[Position annotation records]

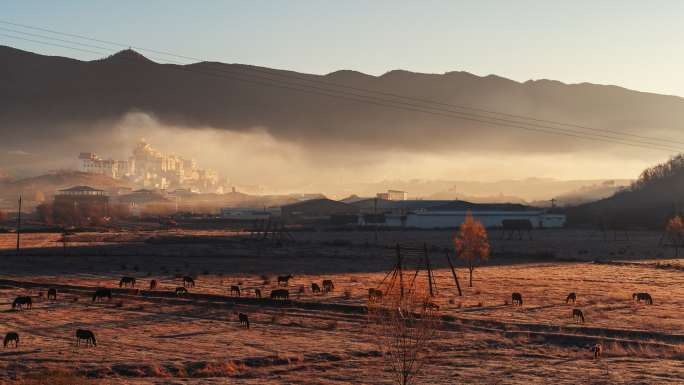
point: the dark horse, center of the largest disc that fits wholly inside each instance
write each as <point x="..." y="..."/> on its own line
<point x="374" y="294"/>
<point x="280" y="294"/>
<point x="578" y="315"/>
<point x="127" y="281"/>
<point x="20" y="301"/>
<point x="102" y="294"/>
<point x="328" y="286"/>
<point x="643" y="297"/>
<point x="11" y="337"/>
<point x="244" y="321"/>
<point x="516" y="299"/>
<point x="188" y="281"/>
<point x="285" y="279"/>
<point x="87" y="335"/>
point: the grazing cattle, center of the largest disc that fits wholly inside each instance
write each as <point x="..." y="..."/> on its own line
<point x="328" y="286"/>
<point x="516" y="299"/>
<point x="9" y="338"/>
<point x="577" y="315"/>
<point x="284" y="279"/>
<point x="244" y="321"/>
<point x="374" y="294"/>
<point x="102" y="294"/>
<point x="188" y="281"/>
<point x="643" y="297"/>
<point x="280" y="294"/>
<point x="87" y="335"/>
<point x="19" y="302"/>
<point x="127" y="281"/>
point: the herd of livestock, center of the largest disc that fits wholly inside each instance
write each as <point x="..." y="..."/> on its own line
<point x="88" y="337"/>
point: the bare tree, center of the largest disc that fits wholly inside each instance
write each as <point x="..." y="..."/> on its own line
<point x="405" y="326"/>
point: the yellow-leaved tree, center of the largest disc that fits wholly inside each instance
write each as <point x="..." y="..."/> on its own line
<point x="471" y="243"/>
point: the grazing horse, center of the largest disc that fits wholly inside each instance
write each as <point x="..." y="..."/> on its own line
<point x="87" y="335"/>
<point x="188" y="281"/>
<point x="284" y="279"/>
<point x="374" y="294"/>
<point x="9" y="338"/>
<point x="516" y="299"/>
<point x="101" y="294"/>
<point x="20" y="301"/>
<point x="328" y="286"/>
<point x="643" y="297"/>
<point x="127" y="281"/>
<point x="578" y="315"/>
<point x="571" y="297"/>
<point x="244" y="321"/>
<point x="280" y="294"/>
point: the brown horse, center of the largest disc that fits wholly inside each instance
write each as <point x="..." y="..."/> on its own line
<point x="578" y="315"/>
<point x="284" y="279"/>
<point x="101" y="294"/>
<point x="21" y="301"/>
<point x="643" y="297"/>
<point x="516" y="299"/>
<point x="127" y="281"/>
<point x="188" y="281"/>
<point x="244" y="320"/>
<point x="571" y="297"/>
<point x="87" y="335"/>
<point x="280" y="294"/>
<point x="11" y="337"/>
<point x="328" y="286"/>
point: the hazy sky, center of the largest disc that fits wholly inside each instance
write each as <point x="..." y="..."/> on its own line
<point x="629" y="43"/>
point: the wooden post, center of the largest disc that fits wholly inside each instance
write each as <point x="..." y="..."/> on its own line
<point x="453" y="272"/>
<point x="19" y="226"/>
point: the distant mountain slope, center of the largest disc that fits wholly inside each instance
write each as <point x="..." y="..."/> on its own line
<point x="656" y="196"/>
<point x="47" y="99"/>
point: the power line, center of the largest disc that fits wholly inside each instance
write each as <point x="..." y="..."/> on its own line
<point x="384" y="102"/>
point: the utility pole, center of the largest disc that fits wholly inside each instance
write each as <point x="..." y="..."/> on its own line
<point x="19" y="225"/>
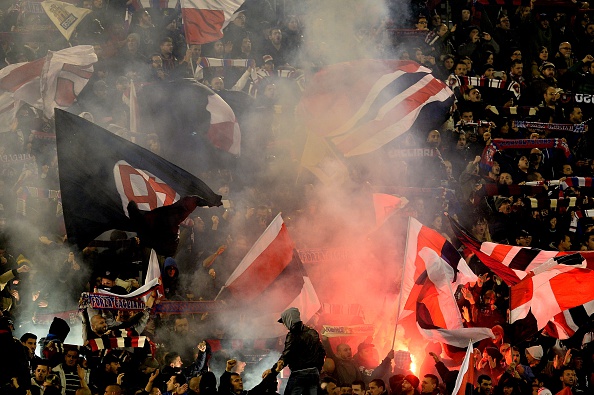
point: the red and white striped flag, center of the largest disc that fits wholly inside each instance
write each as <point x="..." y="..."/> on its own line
<point x="546" y="293"/>
<point x="154" y="272"/>
<point x="272" y="277"/>
<point x="204" y="20"/>
<point x="513" y="263"/>
<point x="362" y="105"/>
<point x="432" y="271"/>
<point x="465" y="379"/>
<point x="50" y="82"/>
<point x="134" y="113"/>
<point x="223" y="132"/>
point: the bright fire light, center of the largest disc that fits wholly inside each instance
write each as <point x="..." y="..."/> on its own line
<point x="413" y="365"/>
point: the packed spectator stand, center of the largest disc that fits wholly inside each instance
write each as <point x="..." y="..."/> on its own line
<point x="512" y="164"/>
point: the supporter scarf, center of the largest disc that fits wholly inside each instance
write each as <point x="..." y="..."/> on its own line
<point x="321" y="255"/>
<point x="577" y="182"/>
<point x="585" y="213"/>
<point x="262" y="74"/>
<point x="44" y="319"/>
<point x="523" y="111"/>
<point x="191" y="307"/>
<point x="349" y="330"/>
<point x="443" y="193"/>
<point x="501" y="144"/>
<point x="455" y="81"/>
<point x="565" y="127"/>
<point x="122" y="338"/>
<point x="553" y="204"/>
<point x="412" y="153"/>
<point x="102" y="301"/>
<point x="408" y="32"/>
<point x="513" y="190"/>
<point x="214" y="62"/>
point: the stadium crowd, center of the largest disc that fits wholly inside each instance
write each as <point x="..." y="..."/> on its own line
<point x="513" y="163"/>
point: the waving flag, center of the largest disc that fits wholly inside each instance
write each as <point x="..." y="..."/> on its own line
<point x="189" y="118"/>
<point x="204" y="20"/>
<point x="507" y="262"/>
<point x="103" y="177"/>
<point x="271" y="277"/>
<point x="50" y="82"/>
<point x="65" y="16"/>
<point x="362" y="105"/>
<point x="432" y="271"/>
<point x="466" y="376"/>
<point x="546" y="293"/>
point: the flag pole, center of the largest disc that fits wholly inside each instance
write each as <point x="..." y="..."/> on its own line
<point x="401" y="284"/>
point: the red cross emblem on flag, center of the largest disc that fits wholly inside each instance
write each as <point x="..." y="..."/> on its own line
<point x="142" y="187"/>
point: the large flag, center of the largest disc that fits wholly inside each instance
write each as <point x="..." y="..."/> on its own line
<point x="466" y="376"/>
<point x="50" y="82"/>
<point x="362" y="105"/>
<point x="154" y="272"/>
<point x="271" y="277"/>
<point x="188" y="117"/>
<point x="516" y="261"/>
<point x="432" y="271"/>
<point x="507" y="262"/>
<point x="65" y="16"/>
<point x="204" y="20"/>
<point x="65" y="74"/>
<point x="549" y="291"/>
<point x="110" y="183"/>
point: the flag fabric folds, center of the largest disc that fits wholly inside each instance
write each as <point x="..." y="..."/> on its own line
<point x="65" y="16"/>
<point x="551" y="291"/>
<point x="204" y="20"/>
<point x="153" y="272"/>
<point x="362" y="105"/>
<point x="50" y="82"/>
<point x="271" y="276"/>
<point x="415" y="265"/>
<point x="507" y="262"/>
<point x="466" y="375"/>
<point x="101" y="173"/>
<point x="320" y="159"/>
<point x="432" y="271"/>
<point x="189" y="118"/>
<point x="511" y="263"/>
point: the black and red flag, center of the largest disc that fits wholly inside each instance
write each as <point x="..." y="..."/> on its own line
<point x="109" y="183"/>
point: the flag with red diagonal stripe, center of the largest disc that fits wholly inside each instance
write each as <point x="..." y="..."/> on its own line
<point x="432" y="271"/>
<point x="550" y="291"/>
<point x="466" y="376"/>
<point x="189" y="118"/>
<point x="101" y="175"/>
<point x="53" y="81"/>
<point x="362" y="105"/>
<point x="513" y="263"/>
<point x="270" y="279"/>
<point x="65" y="74"/>
<point x="204" y="20"/>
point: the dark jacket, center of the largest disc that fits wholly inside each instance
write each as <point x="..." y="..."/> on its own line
<point x="303" y="348"/>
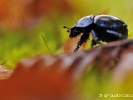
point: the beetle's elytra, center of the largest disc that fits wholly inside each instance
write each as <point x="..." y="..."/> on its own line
<point x="103" y="28"/>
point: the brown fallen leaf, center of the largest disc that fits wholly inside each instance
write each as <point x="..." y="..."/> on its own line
<point x="48" y="77"/>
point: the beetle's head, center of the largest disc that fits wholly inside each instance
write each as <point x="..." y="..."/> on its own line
<point x="74" y="31"/>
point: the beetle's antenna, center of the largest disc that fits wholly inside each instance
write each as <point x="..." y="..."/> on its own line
<point x="68" y="29"/>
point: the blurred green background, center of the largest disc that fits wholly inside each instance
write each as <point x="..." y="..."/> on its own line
<point x="24" y="22"/>
<point x="33" y="27"/>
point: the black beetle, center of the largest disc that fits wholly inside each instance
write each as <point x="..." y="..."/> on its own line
<point x="105" y="28"/>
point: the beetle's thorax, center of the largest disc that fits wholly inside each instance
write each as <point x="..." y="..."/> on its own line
<point x="85" y="21"/>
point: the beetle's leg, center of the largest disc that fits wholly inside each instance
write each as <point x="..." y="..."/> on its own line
<point x="115" y="33"/>
<point x="95" y="38"/>
<point x="82" y="39"/>
<point x="93" y="43"/>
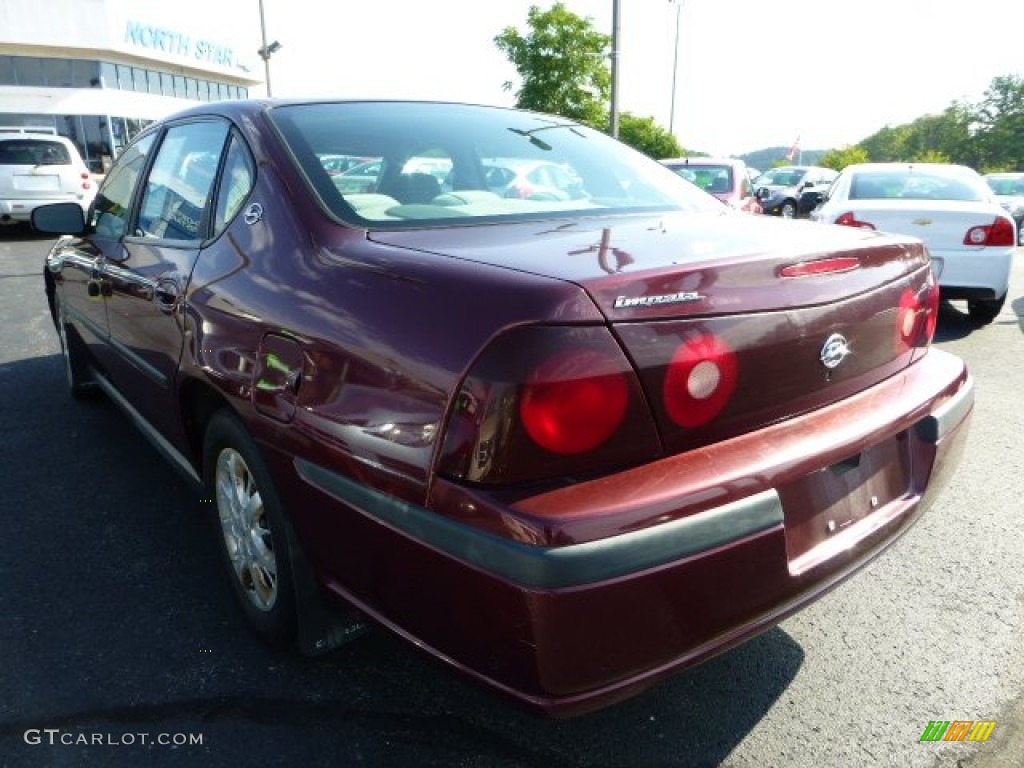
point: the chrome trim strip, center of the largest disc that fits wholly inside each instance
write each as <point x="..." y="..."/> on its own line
<point x="936" y="426"/>
<point x="147" y="370"/>
<point x="555" y="567"/>
<point x="148" y="431"/>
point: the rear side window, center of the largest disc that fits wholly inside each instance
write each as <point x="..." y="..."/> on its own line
<point x="33" y="152"/>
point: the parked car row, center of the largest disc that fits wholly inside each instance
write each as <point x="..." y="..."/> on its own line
<point x="970" y="236"/>
<point x="38" y="168"/>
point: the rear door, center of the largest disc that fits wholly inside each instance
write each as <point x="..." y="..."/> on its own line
<point x="78" y="264"/>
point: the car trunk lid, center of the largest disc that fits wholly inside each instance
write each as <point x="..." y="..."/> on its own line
<point x="941" y="224"/>
<point x="731" y="322"/>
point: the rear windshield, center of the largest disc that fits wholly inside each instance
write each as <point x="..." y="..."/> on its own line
<point x="33" y="152"/>
<point x="433" y="164"/>
<point x="1006" y="184"/>
<point x="919" y="182"/>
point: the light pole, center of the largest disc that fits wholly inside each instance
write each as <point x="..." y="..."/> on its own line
<point x="265" y="50"/>
<point x="675" y="70"/>
<point x="614" y="70"/>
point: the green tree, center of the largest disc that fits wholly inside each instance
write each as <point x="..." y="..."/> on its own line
<point x="887" y="144"/>
<point x="647" y="136"/>
<point x="1000" y="124"/>
<point x="562" y="65"/>
<point x="840" y="159"/>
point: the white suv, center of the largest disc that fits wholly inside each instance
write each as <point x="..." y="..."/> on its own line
<point x="38" y="168"/>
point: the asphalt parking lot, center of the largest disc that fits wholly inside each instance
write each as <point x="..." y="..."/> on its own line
<point x="122" y="645"/>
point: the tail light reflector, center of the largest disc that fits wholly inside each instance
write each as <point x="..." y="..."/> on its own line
<point x="999" y="232"/>
<point x="850" y="219"/>
<point x="573" y="401"/>
<point x="546" y="402"/>
<point x="821" y="266"/>
<point x="918" y="315"/>
<point x="700" y="379"/>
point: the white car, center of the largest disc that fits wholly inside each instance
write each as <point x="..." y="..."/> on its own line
<point x="970" y="236"/>
<point x="37" y="169"/>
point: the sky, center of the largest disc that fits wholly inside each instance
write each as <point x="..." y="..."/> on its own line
<point x="751" y="74"/>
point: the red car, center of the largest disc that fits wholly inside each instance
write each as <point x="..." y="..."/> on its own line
<point x="567" y="445"/>
<point x="726" y="178"/>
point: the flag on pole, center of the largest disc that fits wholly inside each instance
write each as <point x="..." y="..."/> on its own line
<point x="793" y="150"/>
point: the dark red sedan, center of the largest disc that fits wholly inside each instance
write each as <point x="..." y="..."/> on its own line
<point x="568" y="442"/>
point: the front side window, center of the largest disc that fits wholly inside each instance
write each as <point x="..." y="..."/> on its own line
<point x="110" y="213"/>
<point x="431" y="165"/>
<point x="237" y="181"/>
<point x="177" y="192"/>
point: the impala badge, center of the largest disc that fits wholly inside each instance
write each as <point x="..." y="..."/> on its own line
<point x="625" y="302"/>
<point x="835" y="350"/>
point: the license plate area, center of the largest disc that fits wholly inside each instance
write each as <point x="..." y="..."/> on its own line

TASK DETAILS>
Nothing but the lines from the line with "point: the white suv, center" to the last line of the listing above should appear; please retype them exactly, both ends included.

EXERCISE OUTPUT>
point: the white suv, center of the largest disc that fits wholly inside each instance
write each as <point x="..." y="..."/> on its own line
<point x="38" y="168"/>
point: the asphalt parking lot, center of the largest disc that fits wholly inside each instance
write each as <point x="..." y="..."/> on its own line
<point x="122" y="645"/>
point: the tail light reflector, center of the largest disc that fits wholly inside each instance
write each as <point x="..." y="..."/> on its own line
<point x="999" y="232"/>
<point x="850" y="219"/>
<point x="573" y="401"/>
<point x="546" y="402"/>
<point x="821" y="266"/>
<point x="918" y="315"/>
<point x="700" y="379"/>
point: the white car, center of the largest disc that fits wholly inside each instance
write each as <point x="..." y="..."/> on its own line
<point x="970" y="236"/>
<point x="37" y="169"/>
point: the sky, center of the largest disc that fits wholly inside each instance
write each as <point x="..." y="..."/> on its own line
<point x="751" y="74"/>
point: the red car, center of the largest disc that fits wholly inside each instance
write each as <point x="..." y="..."/> on its own line
<point x="567" y="445"/>
<point x="726" y="178"/>
point: the flag on pole, center of the largest disc that fits wholly inside each instance
write each as <point x="..." y="..."/> on its own line
<point x="793" y="150"/>
point: the dark red sedan, center of the largest disc that fits wholly inside each instance
write each as <point x="..." y="..."/> on its own line
<point x="568" y="442"/>
point: the front side window, center of the largest disc that fits wholly inside each instance
write each as <point x="..." y="..."/> on its own line
<point x="110" y="213"/>
<point x="431" y="165"/>
<point x="237" y="181"/>
<point x="177" y="192"/>
point: the impala badge, center of the largest disc that fits wholly inside each instance
write each as <point x="..." y="..."/> on its own line
<point x="625" y="302"/>
<point x="835" y="350"/>
point: the license plate area, center of the largest disc that fits wholly inside each instance
write each as <point x="..." y="..."/> on its own line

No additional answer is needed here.